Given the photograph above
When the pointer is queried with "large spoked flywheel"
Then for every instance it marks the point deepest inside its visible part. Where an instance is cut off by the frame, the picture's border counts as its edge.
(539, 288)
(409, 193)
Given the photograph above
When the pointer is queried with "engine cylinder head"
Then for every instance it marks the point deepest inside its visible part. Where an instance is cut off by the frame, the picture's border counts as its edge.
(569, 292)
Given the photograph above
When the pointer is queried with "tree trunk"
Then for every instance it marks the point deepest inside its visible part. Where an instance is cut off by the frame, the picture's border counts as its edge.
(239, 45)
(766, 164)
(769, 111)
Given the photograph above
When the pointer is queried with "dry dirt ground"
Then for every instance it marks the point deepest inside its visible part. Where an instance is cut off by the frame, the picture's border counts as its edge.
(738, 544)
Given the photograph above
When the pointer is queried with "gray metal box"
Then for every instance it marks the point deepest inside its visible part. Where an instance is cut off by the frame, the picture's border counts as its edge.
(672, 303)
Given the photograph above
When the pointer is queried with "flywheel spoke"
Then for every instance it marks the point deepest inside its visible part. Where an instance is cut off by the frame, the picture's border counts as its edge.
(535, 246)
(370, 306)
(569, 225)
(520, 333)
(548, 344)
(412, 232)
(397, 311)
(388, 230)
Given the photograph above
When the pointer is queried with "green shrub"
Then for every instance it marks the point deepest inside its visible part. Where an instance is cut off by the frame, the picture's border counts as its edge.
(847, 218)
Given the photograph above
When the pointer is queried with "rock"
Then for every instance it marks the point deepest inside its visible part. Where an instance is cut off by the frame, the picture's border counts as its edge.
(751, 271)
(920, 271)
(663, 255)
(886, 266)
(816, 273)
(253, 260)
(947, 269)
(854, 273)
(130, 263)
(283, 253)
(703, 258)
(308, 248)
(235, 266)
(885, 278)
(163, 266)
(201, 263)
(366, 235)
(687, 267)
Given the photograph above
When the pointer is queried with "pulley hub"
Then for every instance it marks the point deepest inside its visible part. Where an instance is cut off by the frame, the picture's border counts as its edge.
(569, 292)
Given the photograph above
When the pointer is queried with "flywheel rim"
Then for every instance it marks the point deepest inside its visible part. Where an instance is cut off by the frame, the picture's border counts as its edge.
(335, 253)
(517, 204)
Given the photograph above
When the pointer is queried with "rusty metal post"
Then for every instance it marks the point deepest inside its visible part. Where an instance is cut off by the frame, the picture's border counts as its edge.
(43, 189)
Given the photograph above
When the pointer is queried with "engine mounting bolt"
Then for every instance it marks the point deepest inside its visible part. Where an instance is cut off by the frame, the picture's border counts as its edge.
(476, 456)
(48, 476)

※ ※ ※

The data above must be repeated in its entirety, exactly as given.

== Solution ==
Given the photograph above
When the pointer is queried with "large spoked flywheel"
Then for every instance it marks the point deepest inside its visible part. Where an instance is cut off by the frame, the picture's border counts as its edge.
(539, 288)
(409, 193)
Given the photograph above
When the pointer is queried with "engine cylinder head"
Then for every instance it marks the point deepest inside its visible part. Where an instance is cut off by the frame, the picture's border counts as its edge.
(569, 292)
Given the photograph above
When the pointer is queried with "tree trunk"
Then for every instance it marks the point deepest inside its visible part. Where an instance is cut off by the frame, the picture's border counts as its edge.
(239, 45)
(766, 164)
(769, 111)
Given the photograph above
When the pointer is queried with "dry dirt ground"
Then for every instance it marks the point deepest inside its visible part. Where an instance is cut off by the frame, the picture's border counts as its edge.
(738, 544)
Given the photograph above
When the pointer is queried with "gray metal box"
Then for every instance it marks the point deepest inside its visible part. Where an instance is cut off by the frame, the picture's border counts as its edge.
(672, 303)
Given the photograph above
When the pointer is queried with "flywheel spoke"
Then for every instance it marks the point deepest inside its visible part. Where an instance is cut off by the frame, the picture's border counts as its edge.
(535, 246)
(370, 306)
(569, 225)
(520, 333)
(548, 344)
(412, 232)
(397, 311)
(388, 230)
Given the photograph above
When the pointer is queried with "green shrub"
Then for every instance it marks the point deepest inside its visible part. Where an instance is cut off by the frame, the picture's border counts as its edge.
(847, 218)
Given the photograph above
When the pointer is queried with "rock"
Then for every instance it marks the point deepest inside its visible part. Where an instance is cut off by the frame, the picture's border counts as its edge.
(751, 271)
(920, 271)
(663, 255)
(886, 266)
(816, 273)
(253, 260)
(947, 269)
(854, 273)
(130, 263)
(283, 253)
(703, 258)
(308, 248)
(235, 266)
(885, 278)
(163, 266)
(201, 263)
(366, 235)
(687, 267)
Given the photograph above
When the pointer is queried with "pulley hub"
Then for every instance it marks the point deepest inside its visible part. Where an instance is cut off by the frame, the picture's border counts as its edge.
(569, 292)
Given the photograph above
When the pointer is queried with "flywheel rim"
Then for every instance it marks the point deepest inside its visible part. Where an instance is cut off by the frame, the picture's border counts as its edge.
(335, 253)
(517, 204)
Given the photograph above
When the pointer is queried with "rusty metal post"
Then for every instance it marks the point deepest inside its visible part. Where an instance is cut off by the frame, the picture's border counts as its edge.
(43, 189)
Given the photograph above
When the pointer is queried with "engine mounting bolt"
Then for every instance it marks the point deepest inside its visible part. Where an instance is cut off by the frame, the picture's border counts as its edge.
(476, 456)
(48, 476)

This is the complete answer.